- [Task brief] Each line below from the one containing "Phrase: flower cluster" through the one containing "of the ground" is to be given again exactly, and no line outside that span.

Extracted entries START

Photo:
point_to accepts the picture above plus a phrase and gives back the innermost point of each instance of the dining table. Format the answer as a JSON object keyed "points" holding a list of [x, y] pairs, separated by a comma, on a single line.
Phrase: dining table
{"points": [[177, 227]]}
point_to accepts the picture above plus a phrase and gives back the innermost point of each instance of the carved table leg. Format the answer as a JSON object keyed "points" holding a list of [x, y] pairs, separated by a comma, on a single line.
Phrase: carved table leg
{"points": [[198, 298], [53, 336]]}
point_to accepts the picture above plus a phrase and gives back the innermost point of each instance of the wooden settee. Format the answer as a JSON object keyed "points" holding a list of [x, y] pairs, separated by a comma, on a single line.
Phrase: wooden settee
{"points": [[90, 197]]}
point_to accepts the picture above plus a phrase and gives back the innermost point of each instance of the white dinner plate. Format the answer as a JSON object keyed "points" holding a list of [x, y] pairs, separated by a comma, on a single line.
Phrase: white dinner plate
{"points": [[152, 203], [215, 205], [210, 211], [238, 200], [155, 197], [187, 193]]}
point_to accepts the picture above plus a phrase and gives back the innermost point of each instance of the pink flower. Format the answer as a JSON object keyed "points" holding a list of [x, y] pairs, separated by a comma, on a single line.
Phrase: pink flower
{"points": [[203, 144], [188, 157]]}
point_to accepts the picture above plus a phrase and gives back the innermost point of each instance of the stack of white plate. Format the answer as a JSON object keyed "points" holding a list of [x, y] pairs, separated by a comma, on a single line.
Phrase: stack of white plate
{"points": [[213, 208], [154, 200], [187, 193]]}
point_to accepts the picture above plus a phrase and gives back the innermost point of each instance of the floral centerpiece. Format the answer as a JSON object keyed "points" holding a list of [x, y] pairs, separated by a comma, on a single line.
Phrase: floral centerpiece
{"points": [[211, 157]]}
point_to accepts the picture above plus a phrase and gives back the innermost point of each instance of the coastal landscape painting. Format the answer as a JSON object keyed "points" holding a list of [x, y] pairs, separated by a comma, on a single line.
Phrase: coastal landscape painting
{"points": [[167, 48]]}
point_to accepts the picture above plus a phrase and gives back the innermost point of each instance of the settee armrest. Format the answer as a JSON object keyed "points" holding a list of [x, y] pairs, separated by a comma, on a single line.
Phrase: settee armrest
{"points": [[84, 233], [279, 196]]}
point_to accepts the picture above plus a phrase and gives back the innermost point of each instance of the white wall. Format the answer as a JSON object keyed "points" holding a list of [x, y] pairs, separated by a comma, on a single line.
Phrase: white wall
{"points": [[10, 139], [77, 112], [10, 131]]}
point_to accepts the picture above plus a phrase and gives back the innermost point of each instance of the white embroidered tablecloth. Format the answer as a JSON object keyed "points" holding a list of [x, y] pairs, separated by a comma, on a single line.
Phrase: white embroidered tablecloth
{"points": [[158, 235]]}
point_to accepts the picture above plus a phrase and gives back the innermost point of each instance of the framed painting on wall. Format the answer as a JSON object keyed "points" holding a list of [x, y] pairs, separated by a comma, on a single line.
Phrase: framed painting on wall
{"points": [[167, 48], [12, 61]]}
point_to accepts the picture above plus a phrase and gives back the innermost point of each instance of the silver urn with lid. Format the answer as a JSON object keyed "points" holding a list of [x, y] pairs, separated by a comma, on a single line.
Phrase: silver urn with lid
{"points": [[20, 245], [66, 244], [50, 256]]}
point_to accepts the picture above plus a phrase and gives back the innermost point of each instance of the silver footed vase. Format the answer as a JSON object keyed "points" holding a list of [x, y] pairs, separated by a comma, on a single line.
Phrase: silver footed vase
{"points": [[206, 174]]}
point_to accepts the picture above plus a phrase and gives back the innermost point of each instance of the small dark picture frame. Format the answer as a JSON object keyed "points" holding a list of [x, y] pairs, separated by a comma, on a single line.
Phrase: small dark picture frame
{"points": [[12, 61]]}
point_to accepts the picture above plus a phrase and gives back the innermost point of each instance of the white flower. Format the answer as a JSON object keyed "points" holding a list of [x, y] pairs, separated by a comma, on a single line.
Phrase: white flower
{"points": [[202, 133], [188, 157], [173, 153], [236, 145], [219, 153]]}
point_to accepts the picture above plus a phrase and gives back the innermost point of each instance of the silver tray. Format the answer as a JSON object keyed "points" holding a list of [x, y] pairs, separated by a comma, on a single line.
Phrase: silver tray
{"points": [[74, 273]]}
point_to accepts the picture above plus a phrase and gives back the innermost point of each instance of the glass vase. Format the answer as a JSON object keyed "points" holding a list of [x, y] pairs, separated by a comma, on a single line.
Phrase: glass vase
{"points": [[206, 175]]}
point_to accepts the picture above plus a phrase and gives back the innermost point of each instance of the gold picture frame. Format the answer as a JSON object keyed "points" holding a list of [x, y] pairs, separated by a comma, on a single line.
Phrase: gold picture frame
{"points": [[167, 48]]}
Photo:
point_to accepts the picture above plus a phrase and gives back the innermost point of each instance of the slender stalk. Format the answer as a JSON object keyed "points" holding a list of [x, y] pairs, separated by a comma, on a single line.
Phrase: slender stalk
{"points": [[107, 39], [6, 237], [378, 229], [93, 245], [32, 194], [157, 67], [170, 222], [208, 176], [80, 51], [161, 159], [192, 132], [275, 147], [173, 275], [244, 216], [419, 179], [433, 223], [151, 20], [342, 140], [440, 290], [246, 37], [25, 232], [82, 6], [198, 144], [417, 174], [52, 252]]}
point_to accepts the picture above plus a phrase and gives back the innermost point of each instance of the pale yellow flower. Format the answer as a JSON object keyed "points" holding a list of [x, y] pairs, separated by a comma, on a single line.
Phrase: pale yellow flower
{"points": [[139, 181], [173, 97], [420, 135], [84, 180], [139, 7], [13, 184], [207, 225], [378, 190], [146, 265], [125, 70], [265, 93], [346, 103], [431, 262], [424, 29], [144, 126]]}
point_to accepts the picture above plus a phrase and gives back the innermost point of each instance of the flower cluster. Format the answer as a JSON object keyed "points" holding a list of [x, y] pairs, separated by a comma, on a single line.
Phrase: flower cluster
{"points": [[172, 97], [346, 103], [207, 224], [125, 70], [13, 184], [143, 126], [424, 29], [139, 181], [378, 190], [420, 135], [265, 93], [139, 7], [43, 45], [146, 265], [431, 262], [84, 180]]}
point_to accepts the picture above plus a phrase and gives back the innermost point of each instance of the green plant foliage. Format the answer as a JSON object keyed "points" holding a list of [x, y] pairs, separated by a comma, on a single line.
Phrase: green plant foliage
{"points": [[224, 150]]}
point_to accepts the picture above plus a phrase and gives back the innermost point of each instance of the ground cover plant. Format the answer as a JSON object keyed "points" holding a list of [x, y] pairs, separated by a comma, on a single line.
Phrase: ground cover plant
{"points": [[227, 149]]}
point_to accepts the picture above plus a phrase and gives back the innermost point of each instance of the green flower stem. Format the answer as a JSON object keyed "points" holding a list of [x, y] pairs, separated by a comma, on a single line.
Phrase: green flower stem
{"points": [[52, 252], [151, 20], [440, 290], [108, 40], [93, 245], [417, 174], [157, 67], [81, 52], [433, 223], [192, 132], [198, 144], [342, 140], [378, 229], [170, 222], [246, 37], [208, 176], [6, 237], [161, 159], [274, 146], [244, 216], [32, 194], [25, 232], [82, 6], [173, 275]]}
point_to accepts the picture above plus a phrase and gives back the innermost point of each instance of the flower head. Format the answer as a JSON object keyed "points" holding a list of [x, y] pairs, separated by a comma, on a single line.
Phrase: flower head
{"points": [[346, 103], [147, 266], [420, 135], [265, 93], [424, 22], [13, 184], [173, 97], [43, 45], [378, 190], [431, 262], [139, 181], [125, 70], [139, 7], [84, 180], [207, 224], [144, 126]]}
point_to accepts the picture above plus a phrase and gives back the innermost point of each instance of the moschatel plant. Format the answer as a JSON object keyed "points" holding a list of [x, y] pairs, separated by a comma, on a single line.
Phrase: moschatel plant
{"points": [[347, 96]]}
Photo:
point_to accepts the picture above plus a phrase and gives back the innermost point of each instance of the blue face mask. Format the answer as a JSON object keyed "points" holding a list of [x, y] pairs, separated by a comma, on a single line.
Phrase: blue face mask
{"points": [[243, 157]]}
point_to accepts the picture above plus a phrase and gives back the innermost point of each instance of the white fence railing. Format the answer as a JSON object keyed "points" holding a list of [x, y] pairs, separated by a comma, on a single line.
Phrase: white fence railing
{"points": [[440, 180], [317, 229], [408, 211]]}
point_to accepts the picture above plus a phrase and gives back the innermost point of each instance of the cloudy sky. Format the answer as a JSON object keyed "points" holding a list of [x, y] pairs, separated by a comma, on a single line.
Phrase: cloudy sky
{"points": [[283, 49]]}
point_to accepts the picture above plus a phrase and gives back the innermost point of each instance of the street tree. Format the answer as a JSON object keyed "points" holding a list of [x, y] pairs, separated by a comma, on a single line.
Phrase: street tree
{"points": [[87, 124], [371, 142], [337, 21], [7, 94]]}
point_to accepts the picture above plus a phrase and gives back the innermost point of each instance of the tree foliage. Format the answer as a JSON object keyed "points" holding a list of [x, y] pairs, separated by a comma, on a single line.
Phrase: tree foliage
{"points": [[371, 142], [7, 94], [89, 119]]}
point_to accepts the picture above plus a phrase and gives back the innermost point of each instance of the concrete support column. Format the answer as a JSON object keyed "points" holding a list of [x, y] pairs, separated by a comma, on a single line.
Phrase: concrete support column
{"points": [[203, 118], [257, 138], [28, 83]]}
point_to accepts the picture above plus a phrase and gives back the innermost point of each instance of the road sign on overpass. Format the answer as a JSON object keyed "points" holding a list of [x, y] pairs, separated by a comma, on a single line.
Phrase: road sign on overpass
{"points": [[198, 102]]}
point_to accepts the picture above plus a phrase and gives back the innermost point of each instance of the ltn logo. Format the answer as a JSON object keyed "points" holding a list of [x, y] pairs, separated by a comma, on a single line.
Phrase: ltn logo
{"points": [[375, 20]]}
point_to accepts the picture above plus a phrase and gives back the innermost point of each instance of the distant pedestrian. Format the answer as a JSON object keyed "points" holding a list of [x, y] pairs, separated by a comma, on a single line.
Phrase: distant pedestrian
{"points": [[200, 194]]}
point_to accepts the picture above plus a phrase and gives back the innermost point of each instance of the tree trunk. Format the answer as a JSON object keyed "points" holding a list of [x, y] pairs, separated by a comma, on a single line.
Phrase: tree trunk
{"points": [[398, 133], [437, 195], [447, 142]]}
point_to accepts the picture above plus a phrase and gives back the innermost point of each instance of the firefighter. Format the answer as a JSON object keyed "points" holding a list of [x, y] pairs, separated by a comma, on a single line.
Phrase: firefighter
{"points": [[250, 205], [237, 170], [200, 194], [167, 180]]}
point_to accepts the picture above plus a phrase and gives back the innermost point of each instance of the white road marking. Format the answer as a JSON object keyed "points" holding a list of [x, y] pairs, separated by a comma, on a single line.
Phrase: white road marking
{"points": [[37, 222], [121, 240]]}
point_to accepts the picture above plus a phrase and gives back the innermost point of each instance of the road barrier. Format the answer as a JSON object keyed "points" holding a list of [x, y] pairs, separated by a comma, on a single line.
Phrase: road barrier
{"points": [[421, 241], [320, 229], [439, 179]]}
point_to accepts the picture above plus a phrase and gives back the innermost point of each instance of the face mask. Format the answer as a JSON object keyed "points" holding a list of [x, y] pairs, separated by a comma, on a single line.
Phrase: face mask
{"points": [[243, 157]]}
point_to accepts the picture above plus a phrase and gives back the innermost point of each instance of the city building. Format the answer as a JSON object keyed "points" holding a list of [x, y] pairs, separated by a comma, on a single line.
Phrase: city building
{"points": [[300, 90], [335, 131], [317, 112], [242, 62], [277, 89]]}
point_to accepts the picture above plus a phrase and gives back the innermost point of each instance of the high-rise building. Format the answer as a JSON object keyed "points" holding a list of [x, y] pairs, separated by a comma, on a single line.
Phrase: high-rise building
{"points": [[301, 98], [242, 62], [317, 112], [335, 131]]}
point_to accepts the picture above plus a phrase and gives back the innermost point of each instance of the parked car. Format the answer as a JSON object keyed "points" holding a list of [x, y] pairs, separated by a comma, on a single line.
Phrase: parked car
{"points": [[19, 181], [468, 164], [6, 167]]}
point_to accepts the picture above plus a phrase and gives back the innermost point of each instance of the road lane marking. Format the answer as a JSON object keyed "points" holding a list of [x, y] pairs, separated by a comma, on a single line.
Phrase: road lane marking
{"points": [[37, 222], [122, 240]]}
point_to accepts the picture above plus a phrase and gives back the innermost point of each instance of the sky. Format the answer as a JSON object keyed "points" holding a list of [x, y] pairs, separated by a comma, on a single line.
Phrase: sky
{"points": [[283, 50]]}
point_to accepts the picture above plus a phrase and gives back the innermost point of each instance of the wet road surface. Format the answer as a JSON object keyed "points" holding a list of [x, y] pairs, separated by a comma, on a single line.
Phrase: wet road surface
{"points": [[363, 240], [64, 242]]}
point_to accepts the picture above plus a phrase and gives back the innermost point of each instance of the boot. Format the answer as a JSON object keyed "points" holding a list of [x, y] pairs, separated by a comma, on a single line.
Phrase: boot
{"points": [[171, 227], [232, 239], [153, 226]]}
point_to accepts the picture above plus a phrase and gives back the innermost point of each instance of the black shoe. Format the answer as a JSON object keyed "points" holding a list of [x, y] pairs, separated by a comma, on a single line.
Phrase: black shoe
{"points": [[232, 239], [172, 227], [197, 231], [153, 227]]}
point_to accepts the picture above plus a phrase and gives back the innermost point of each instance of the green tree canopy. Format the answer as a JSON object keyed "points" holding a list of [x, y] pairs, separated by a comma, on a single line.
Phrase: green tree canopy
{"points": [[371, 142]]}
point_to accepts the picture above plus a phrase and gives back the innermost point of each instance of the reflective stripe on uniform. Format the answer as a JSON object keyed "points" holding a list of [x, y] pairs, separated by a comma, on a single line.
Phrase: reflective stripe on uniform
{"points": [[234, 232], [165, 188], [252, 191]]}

Extracted entries END

- [Answer to the exercise]
Phrase: flower cluster
{"points": [[172, 97], [346, 103], [207, 224], [125, 70], [13, 184], [143, 126], [424, 29], [139, 181], [378, 190], [420, 135], [265, 93], [139, 7], [43, 45], [146, 265], [431, 262], [84, 180]]}
point_to accepts the picture above plus a phrase and gives back the innermost point of each instance of the green plant foliage. Format the answer as a JSON object keyed "points" holding a list of [x, y] pairs, separated by a comma, on a single line.
Phrase: green plant foliage
{"points": [[224, 150]]}
point_to accepts the picture above plus a phrase and gives back the innermost point of each instance of the ground cover plant. Format the answer as a JSON object keyed "points" holding a list of [x, y] pairs, separated by a comma, on a single line.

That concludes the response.